═════ ページの抜粋 ═════

『広場が庁舎』

建築を考える時、都市を含めた環境の課題を わたしたちは、建築で応えていく

2022年11月25日 取り組み

Architects‘ writings: 01 志木市庁舎

「ルビンの壺」が好例だ。ものごとには両義性がある、どちらも等価ある、それが本質なのだ、ということをわたしたちば学びたい。

建築も、わたしたちの身近にあふれる道、公園、橋、川といったと要素と一体となって、都市が成り立っていることに気がつく。
建築との主従の関係はなく、両義性をもつものなのだ。

その考え方は、建築を考える上では、平面だけでなく断面にも及ぶ。

だから、わたしたちは、「広場」にこだわりたい。

  • 「グラス」=「Uネック」

  • 「ルビンの壺」

═════ 取り出した項目 ═════

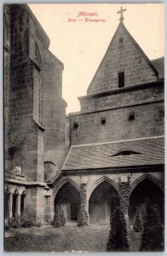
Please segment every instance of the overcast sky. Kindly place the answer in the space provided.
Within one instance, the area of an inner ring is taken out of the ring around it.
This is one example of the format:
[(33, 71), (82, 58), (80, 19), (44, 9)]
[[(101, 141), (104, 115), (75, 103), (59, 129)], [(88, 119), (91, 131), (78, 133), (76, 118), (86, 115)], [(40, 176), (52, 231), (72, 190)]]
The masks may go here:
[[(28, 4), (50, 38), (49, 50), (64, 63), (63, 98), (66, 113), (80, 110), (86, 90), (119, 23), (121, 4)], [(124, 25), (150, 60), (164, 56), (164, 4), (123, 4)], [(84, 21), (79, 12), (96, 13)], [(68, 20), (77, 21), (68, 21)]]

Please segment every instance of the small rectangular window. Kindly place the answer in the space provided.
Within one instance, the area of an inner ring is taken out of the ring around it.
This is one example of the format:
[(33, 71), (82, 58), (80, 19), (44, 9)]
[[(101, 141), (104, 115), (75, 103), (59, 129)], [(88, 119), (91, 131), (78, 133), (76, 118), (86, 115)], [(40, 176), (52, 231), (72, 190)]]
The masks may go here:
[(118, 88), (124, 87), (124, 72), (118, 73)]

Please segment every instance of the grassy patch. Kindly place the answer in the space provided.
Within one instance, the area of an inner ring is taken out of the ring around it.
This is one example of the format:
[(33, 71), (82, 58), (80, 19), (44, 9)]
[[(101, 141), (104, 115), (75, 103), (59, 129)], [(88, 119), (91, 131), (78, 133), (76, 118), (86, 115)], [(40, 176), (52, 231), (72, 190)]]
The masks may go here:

═════

(やること) ページの抜粋で、わたしたちが何にこだわりたいと書かれていますか。 項目は使わなくてだいじょうぶです。

(こたえ) 「広場」です。